## TEXTO DE LEITURA
Jeremias Mura falou do Brasil, denunciando os ataques
sofridos durante a pandemia. De acordo com o líder indígena, "o governo
brasileiro não se preocupou com uma política diferenciada para os povos
indígenas durante a pandemia, o que agravou muito a situação sanitária". O
mesmo se pode dizer da educação, uma vez que "em muitos casos os
estudantes indígenas ficaram sem estudar", dada a grande dificuldade em
participar em aulas virtuais. Nesta época de pandemia houve um aumento de
invasões, especialmente por parte de madeireiros e mineiros. Segundo ele, os
invasores não respeitam o isolamento social e os órgãos de supervisão não se
movem para controlar estas invasões. Foi por isso que exigiu respeito pelos
protocolos de consulta e denunciou o enorme aumento dos preços no Brasil.
Na Amazônia equatoriana, um dos grandes vilões são as
companhias petrolíferas. Veronica Grefa, líder do povo Kichwa, recordou o
derramamento de petróleo de 7 de abril de 2020, que contaminou os rios Coca e
Napo e deixou mais de 105 comunidades indígenas sem comida e água. Segundo ela,
"destruiu a nossa casa, já não temos uma vida digna", insistindo que
"temos vindo a sofrer as consequências há mais de um ano, com graves danos
para a nossa saúde". Além disso, o sistema de justiça, aliado ao governo e
às grandes empresas petrolíferas, negou-lhes a sentença, a qual foi objeto de
recurso em diferentes instâncias.
Chorando, ela disse que "é muito doloroso contar tudo
isto, é muito doloroso ver tantas pessoas a sofrer e ninguém vem para nos
ajudar nesta necessidade, não nos ajudam a exigir justiça". Veronica Grefa
insistiu que "estamos no território, tomando conta da Pachamama, da nossa Amazônia".
As suas palavras foram endossadas pelos testemunhos recolhidos num vídeo, que
mostrou as graves consequências de um derrame que não foi o primeiro e que foi
repetido novamente este 15 de abril. O vídeo refletiu sobre a tentativa de
colocar o dinheiro acima das pessoas, exigindo que os direitos sejam respeitados
para que tais situações não voltem a acontecer. Foram também incluídas as
palavras de Dom Adalberto Jiménez, nas quais o bispo do Vicariato de Aguarico
insistiu na "necessidade de cuidar do povo, porque os povos originários
são os únicos que cuidaram da selva".
Da Amazônia peruana, Alberto Ynuma denunciou a situação na
região de Madre de Dios, onde os postos de saúde nas comunidades indígenas
estão sem pessoal e sem medicamentos. A isto acresce a impossibilidade de
estudo virtual, uma vez que se trata de comunidades onde não existe sequer eletricidade.

## REGISTROS DE DADOS
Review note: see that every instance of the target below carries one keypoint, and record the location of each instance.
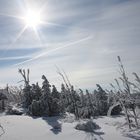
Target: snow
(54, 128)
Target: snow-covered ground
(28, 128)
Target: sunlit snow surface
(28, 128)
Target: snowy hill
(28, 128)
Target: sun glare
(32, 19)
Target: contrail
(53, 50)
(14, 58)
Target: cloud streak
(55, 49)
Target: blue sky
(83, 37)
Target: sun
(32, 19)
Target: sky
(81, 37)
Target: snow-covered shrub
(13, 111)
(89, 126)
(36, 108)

## TAREFAS
(1) Transcreva do texto tudo o que vai de "Na Amazônia equatoriana, um" até "em diferentes instâncias.".
(2) De acordo com o texto, quais rios foram contaminados pelo derramamento de petróleo de 7 de abril de 2020?
Responda apenas com base no texto.

## RESPOSTAS
(1)
Na Amazônia equatoriana, um dos grandes vilões são as
companhias petrolíferas. Veronica Grefa, líder do povo Kichwa, recordou o
derramamento de petróleo de 7 de abril de 2020, que contaminou os rios Coca e
Napo e deixou mais de 105 comunidades indígenas sem comida e água. Segundo ela,
"destruiu a nossa casa, já não temos uma vida digna", insistindo que
"temos vindo a sofrer as consequências há mais de um ano, com graves danos
para a nossa saúde". Além disso, o sistema de justiça, aliado ao governo e
às grandes empresas petrolíferas, negou-lhes a sentença, a qual foi objeto de
recurso em diferentes instâncias.

(2) Os rios Coca e Napo.